Among the entries below, only the lines starting at the one with "Target: white cricket trousers" and ending at the one with "of the gold", both included, are to be printed exactly.

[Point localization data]
○ ○ ○ ○ ○
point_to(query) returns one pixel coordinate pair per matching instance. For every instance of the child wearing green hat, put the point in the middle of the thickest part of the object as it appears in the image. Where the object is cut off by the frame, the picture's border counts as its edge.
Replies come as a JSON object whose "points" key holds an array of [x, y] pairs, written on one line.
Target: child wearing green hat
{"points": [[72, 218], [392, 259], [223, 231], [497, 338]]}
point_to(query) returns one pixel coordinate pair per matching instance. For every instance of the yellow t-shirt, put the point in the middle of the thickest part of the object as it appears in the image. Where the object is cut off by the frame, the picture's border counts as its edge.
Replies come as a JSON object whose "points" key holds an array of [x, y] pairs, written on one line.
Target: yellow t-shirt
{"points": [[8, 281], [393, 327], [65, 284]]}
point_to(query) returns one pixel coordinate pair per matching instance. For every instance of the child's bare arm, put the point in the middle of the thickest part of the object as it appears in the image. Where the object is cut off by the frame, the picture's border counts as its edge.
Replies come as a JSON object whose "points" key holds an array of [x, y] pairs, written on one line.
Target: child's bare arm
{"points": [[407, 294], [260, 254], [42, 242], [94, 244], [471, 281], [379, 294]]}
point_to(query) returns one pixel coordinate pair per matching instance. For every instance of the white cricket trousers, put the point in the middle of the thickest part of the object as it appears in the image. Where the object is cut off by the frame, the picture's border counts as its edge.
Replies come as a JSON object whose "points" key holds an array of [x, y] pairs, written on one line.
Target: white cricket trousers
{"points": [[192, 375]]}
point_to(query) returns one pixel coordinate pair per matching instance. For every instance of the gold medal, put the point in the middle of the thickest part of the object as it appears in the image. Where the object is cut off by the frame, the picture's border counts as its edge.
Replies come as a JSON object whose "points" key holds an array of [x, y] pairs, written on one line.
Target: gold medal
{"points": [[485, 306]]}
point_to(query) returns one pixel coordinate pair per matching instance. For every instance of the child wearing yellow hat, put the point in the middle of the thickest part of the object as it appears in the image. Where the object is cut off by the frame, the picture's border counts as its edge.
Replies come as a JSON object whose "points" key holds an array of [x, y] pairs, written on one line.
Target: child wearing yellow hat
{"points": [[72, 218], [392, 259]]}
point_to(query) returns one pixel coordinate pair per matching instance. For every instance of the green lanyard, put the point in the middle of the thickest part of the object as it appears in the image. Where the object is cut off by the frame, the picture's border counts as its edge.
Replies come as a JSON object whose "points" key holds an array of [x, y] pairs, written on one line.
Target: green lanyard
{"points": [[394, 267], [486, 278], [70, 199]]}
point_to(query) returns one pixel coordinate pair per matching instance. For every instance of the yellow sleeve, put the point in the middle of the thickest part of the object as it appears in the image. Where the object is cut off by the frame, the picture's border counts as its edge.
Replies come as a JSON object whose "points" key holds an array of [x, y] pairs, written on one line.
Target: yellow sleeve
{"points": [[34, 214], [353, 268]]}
○ ○ ○ ○ ○
→ **ANSWER FOR THE TASK**
Target: white cricket trousers
{"points": [[192, 375]]}
point_to(query) returns one pixel coordinate pair per matching instance. For every instance of the gold medal, put the point in the middle of the thickest part of the object as it appears in the image. Where the object is cut off by the frame, the picture's border counts as its edge.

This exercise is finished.